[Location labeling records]
◆ ◆ ◆ ◆
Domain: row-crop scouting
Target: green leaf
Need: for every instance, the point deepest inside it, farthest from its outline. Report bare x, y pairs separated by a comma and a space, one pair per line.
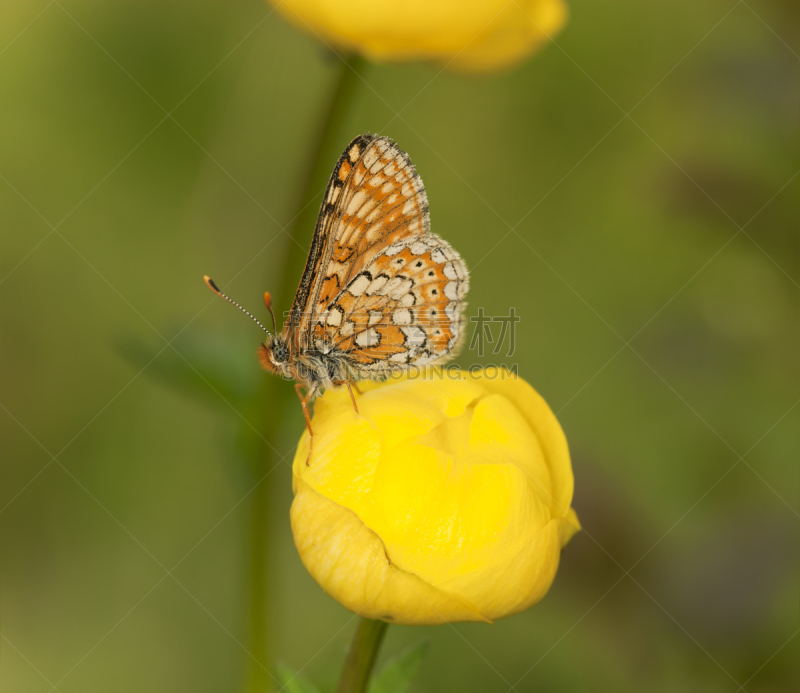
294, 683
400, 670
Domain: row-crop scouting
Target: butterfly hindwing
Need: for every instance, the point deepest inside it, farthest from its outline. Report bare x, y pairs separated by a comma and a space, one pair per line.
404, 308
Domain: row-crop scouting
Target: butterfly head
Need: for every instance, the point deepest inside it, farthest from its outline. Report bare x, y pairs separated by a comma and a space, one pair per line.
274, 355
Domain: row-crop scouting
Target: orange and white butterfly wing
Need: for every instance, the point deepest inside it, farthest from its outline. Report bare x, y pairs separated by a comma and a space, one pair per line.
404, 308
373, 199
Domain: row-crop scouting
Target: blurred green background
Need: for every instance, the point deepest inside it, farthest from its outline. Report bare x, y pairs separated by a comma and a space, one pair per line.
629, 191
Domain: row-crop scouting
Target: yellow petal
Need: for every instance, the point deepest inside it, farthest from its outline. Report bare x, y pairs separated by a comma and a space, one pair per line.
474, 36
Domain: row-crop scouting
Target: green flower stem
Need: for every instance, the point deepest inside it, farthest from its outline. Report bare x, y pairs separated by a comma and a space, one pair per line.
274, 398
362, 655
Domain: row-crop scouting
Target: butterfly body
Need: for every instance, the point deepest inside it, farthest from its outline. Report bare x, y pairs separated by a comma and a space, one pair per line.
379, 293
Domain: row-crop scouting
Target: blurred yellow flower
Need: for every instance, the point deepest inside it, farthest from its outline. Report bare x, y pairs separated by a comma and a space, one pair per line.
478, 35
447, 498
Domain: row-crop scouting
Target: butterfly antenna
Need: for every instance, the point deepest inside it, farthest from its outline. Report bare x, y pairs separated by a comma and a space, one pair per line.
268, 304
211, 285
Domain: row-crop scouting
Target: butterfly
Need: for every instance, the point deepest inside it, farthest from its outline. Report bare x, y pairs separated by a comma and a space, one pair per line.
380, 293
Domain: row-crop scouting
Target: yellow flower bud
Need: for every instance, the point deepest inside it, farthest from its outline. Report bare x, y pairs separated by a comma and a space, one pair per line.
479, 35
445, 498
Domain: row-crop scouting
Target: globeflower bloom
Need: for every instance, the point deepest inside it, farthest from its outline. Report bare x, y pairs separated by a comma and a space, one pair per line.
480, 35
445, 498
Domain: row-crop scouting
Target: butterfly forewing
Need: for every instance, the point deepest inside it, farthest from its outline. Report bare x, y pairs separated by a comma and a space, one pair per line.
379, 291
373, 198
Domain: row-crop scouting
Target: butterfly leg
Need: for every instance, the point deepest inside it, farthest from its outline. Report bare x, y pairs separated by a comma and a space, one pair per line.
350, 390
304, 404
352, 396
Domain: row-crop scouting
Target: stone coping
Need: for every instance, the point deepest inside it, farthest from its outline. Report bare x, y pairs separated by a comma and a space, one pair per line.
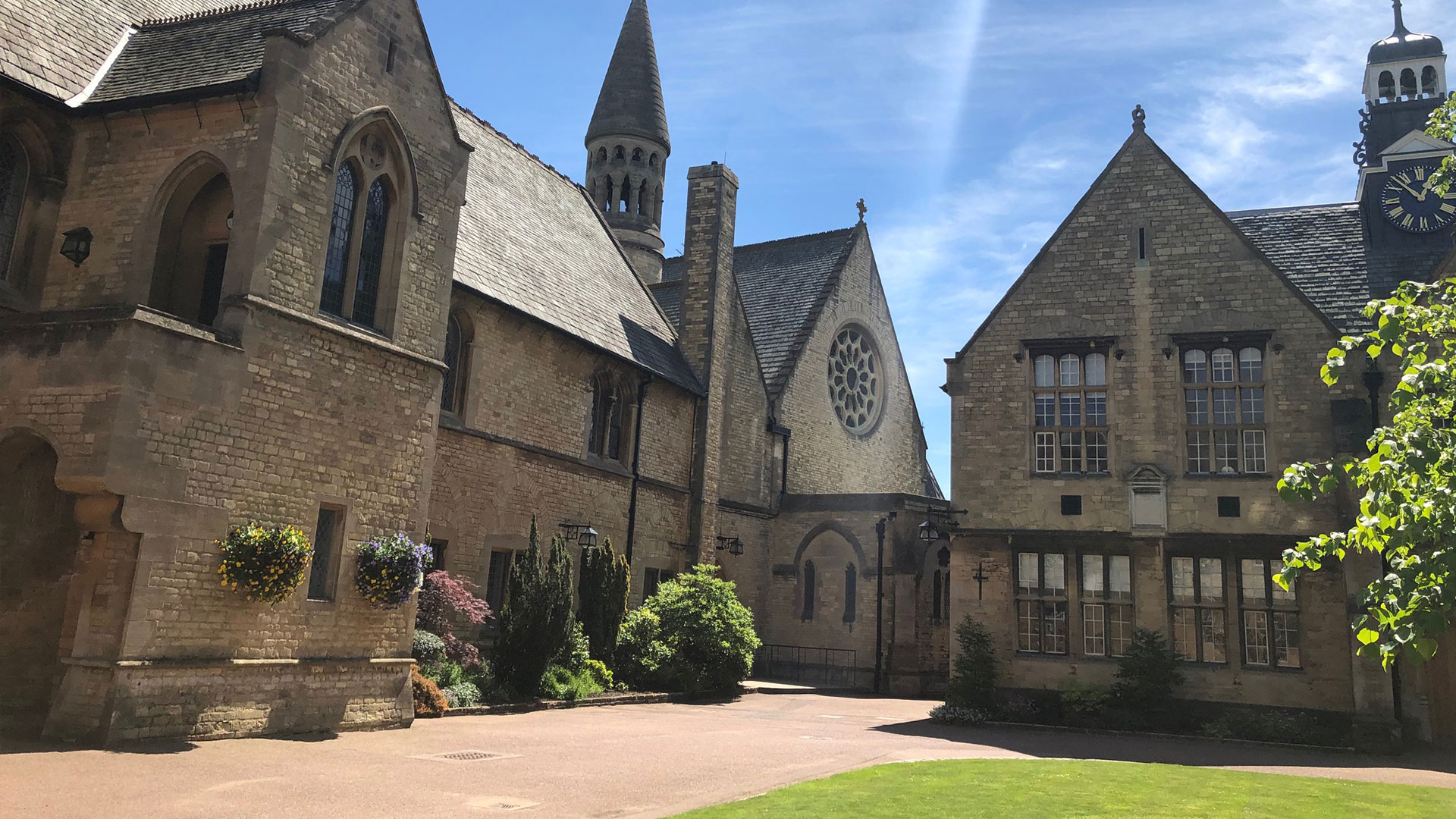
1156, 735
607, 700
224, 662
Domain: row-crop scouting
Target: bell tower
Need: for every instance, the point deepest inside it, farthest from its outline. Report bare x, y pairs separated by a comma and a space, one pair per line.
628, 146
1405, 82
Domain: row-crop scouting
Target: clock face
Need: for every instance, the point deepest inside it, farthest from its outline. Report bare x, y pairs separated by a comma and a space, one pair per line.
1411, 206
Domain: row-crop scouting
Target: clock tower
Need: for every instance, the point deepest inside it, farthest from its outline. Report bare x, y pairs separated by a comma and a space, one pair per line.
1405, 82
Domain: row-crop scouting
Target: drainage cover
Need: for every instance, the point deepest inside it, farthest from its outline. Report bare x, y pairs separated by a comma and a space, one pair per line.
465, 757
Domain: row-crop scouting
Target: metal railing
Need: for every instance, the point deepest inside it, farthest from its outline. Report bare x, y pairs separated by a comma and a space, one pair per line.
808, 665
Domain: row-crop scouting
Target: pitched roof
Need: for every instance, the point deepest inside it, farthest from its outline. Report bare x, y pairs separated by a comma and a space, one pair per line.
530, 240
201, 52
631, 99
57, 47
783, 286
1324, 251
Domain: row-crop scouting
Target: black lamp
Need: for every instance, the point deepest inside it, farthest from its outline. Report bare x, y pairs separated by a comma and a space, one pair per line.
929, 534
76, 243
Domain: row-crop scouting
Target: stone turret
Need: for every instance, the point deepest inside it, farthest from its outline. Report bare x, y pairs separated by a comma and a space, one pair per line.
628, 146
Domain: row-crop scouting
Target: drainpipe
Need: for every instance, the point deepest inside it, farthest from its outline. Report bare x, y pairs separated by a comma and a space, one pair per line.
1373, 381
880, 596
637, 464
783, 466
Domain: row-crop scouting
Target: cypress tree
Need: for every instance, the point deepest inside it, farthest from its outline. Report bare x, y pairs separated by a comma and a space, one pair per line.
603, 592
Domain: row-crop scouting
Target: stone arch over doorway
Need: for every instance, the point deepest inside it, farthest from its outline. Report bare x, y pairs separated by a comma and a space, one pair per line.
38, 542
193, 241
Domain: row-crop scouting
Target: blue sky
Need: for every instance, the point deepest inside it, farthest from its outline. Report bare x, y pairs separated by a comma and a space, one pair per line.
970, 127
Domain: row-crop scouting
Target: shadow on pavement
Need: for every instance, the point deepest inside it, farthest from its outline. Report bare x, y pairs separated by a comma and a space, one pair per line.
1193, 751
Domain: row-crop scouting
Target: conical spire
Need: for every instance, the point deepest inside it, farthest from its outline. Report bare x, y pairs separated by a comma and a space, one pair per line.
631, 99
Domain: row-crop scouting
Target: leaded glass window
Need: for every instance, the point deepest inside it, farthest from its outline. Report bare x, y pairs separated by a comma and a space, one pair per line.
1197, 601
1270, 617
1041, 602
1107, 605
1069, 414
341, 231
372, 254
1223, 410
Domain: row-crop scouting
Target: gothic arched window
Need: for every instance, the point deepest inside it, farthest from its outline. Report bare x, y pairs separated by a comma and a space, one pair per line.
1386, 85
808, 591
606, 419
14, 172
341, 231
372, 254
362, 264
457, 366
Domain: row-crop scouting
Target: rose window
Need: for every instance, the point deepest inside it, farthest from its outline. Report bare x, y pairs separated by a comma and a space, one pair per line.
855, 384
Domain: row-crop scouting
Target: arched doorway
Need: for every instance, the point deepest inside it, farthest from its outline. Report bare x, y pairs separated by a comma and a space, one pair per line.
187, 280
38, 539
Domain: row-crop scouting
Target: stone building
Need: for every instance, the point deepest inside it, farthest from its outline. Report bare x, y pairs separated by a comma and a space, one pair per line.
255, 264
1120, 420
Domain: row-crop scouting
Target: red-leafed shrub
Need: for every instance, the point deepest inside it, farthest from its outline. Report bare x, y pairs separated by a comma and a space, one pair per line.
430, 701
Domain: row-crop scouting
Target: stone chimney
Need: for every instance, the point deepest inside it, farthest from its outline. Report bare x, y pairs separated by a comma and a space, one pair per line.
708, 297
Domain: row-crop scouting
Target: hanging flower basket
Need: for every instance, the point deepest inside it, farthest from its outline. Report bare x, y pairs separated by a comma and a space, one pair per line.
391, 569
264, 563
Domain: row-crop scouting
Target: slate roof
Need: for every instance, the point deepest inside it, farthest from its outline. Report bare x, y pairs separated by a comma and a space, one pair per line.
530, 240
631, 99
202, 52
783, 286
1323, 249
58, 46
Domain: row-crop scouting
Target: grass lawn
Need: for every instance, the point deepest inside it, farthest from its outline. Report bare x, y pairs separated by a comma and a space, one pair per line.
1034, 789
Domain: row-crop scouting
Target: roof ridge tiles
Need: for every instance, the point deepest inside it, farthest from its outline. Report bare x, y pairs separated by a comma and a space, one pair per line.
516, 145
221, 12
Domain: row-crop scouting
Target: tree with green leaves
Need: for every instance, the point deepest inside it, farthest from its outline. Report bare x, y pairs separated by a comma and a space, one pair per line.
536, 618
1408, 477
603, 598
974, 670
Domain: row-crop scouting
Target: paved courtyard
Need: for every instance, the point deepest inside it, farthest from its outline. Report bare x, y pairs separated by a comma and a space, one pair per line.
631, 761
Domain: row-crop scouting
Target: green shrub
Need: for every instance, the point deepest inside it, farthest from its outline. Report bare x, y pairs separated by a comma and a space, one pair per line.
641, 651
462, 695
695, 635
1085, 700
564, 684
577, 651
601, 673
443, 673
536, 621
265, 563
957, 716
428, 648
603, 594
1147, 679
428, 700
974, 672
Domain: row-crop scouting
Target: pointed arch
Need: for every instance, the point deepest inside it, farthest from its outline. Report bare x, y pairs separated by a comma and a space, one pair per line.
386, 117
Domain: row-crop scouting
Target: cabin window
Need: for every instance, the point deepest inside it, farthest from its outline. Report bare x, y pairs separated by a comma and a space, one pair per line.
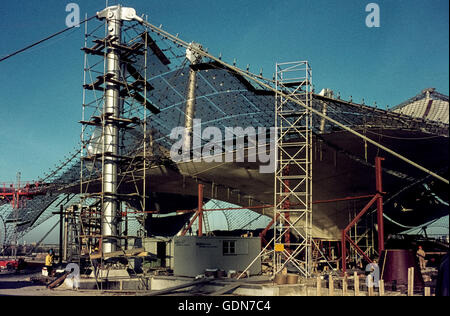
229, 247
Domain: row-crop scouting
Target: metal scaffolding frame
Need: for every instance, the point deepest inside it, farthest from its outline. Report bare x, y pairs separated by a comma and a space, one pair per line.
114, 137
292, 211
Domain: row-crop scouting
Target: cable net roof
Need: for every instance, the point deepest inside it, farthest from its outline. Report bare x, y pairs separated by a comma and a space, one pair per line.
223, 98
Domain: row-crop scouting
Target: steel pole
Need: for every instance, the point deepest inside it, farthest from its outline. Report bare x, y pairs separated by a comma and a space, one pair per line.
190, 112
111, 136
200, 209
379, 188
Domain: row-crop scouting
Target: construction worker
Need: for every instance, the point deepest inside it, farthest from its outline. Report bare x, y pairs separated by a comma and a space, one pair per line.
373, 274
421, 255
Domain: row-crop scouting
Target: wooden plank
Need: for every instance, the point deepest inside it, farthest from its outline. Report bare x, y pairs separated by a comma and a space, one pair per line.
330, 285
370, 285
410, 281
319, 286
344, 285
126, 253
381, 285
226, 289
177, 287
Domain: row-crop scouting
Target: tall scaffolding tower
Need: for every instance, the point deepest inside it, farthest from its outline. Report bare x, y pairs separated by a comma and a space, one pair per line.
114, 120
293, 174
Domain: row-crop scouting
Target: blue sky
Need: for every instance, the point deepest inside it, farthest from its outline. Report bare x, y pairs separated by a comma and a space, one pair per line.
41, 89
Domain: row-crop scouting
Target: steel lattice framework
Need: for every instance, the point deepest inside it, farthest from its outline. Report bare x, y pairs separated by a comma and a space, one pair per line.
225, 96
293, 174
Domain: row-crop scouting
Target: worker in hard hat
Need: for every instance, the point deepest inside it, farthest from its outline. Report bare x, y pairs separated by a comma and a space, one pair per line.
49, 261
◆ ◆ ◆ ◆
Written instruction — Gather every line of the data above that contains the word "tower", matching case exactly.

Solved problem —
Target: bell tower
Target: clock tower
Target: tall scaffolding tower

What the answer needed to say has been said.